Work to complete:
From the records below, pull out each line that contains the word "white". Letter case matters, so a line counts only if the capitalization matches.

Begin Raw records

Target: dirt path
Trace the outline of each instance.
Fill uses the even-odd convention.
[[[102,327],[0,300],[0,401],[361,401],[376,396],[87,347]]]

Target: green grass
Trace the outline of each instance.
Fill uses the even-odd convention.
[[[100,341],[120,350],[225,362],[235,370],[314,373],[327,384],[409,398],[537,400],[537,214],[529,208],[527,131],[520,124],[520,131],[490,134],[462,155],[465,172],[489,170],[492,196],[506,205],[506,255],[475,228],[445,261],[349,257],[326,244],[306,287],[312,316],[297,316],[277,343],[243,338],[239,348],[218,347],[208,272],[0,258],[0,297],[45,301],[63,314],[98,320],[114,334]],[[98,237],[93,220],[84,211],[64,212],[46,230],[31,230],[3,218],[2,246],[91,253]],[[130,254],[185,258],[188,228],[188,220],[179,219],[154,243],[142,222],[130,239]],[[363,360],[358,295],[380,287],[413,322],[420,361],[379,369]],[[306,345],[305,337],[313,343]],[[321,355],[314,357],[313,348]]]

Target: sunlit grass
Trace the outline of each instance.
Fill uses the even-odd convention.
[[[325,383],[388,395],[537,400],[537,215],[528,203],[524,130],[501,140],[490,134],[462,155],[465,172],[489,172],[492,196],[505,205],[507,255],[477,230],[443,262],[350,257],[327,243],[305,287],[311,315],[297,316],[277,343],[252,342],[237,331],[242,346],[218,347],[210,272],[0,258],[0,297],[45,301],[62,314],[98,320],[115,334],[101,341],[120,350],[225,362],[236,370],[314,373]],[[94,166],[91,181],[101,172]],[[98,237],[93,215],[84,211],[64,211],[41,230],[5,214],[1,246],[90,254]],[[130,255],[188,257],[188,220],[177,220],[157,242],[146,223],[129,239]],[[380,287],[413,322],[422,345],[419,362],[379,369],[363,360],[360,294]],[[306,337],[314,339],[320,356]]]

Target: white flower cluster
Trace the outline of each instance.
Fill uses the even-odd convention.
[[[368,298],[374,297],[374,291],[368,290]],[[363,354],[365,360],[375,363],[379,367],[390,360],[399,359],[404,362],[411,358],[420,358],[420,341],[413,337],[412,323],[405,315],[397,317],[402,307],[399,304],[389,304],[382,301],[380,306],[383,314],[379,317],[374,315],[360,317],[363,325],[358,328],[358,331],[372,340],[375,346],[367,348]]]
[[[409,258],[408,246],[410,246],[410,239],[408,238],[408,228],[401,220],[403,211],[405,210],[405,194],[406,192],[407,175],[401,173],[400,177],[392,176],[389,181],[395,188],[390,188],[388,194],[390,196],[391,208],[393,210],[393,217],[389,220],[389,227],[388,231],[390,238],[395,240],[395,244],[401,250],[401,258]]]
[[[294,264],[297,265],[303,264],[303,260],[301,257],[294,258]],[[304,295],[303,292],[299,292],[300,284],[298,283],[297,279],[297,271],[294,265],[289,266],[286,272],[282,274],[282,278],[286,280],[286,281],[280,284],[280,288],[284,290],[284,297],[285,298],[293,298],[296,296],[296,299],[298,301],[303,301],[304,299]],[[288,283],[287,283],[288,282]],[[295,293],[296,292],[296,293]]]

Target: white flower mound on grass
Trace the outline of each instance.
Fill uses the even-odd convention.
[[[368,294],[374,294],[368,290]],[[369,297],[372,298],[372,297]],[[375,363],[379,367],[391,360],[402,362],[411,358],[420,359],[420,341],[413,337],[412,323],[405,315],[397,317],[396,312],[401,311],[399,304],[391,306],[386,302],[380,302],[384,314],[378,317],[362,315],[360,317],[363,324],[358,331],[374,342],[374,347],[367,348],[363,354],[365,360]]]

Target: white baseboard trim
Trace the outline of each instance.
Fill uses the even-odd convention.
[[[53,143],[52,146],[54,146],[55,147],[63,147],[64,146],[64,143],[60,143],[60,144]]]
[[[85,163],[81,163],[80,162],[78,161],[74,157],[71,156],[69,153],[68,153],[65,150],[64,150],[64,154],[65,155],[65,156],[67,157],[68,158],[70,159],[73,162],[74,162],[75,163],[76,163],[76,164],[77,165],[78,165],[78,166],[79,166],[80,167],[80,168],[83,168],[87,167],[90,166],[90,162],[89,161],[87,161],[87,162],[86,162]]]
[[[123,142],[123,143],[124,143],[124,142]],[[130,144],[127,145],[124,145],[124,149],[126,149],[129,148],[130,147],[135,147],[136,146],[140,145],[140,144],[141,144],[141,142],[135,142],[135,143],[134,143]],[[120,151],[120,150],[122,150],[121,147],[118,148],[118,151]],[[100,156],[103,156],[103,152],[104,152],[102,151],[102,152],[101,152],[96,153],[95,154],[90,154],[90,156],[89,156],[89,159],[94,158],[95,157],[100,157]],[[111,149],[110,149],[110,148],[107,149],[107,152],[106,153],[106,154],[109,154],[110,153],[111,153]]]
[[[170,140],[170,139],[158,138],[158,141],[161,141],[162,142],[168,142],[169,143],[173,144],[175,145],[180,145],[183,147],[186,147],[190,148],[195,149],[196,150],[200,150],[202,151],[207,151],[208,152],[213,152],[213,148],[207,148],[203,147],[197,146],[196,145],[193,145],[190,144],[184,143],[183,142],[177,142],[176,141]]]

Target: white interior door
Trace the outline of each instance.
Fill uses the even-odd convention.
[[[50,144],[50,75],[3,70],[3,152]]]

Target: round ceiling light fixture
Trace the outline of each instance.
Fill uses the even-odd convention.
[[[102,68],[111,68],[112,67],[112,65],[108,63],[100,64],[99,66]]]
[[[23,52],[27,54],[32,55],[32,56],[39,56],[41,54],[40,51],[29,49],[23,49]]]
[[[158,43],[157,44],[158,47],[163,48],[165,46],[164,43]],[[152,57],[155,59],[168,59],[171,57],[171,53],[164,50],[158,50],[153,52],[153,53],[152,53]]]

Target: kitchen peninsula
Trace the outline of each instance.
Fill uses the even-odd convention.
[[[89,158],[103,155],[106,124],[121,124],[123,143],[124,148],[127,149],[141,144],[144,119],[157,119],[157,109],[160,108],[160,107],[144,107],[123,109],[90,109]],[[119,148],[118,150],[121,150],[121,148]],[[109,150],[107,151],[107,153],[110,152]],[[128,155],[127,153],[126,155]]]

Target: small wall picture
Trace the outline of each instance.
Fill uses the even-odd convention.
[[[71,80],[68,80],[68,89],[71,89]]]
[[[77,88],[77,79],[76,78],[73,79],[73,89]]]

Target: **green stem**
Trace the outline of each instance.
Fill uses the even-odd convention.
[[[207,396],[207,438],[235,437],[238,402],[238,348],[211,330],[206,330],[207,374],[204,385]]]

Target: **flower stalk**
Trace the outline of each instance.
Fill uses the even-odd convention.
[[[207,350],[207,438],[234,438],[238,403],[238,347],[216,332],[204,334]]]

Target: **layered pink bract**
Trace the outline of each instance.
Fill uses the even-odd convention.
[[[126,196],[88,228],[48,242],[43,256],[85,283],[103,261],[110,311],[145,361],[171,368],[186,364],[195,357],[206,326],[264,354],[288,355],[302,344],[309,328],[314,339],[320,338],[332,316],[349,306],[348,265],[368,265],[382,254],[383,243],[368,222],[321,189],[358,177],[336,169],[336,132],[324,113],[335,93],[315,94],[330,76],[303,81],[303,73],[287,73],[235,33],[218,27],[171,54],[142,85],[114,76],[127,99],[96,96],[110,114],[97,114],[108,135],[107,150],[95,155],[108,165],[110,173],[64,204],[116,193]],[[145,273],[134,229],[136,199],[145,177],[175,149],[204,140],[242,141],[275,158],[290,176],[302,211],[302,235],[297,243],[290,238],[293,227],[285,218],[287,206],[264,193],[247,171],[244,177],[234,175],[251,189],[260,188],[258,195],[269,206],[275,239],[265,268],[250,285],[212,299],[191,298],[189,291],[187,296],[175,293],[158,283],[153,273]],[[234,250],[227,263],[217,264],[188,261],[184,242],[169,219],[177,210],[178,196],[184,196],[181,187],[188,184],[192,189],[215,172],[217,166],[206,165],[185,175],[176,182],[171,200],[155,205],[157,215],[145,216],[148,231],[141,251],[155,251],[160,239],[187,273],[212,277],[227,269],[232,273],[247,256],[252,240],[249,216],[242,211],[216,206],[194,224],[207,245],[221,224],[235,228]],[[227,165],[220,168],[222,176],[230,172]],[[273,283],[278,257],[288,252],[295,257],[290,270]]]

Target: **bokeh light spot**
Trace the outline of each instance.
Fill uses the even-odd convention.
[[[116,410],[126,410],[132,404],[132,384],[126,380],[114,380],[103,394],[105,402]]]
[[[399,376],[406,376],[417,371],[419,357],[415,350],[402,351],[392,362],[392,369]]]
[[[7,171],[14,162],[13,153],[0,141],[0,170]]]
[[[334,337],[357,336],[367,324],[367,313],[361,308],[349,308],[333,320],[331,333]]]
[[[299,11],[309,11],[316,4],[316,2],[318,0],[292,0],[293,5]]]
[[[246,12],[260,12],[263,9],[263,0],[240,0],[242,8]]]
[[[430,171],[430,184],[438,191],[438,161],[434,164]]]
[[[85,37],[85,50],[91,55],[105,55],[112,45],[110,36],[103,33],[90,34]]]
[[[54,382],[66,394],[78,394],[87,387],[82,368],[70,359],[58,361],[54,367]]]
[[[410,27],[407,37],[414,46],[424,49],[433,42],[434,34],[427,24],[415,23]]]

End Raw records

Task solution:
Target: white flower cluster
Target: white flower mound on grass
Target: white baseboard trim
Target: white interior door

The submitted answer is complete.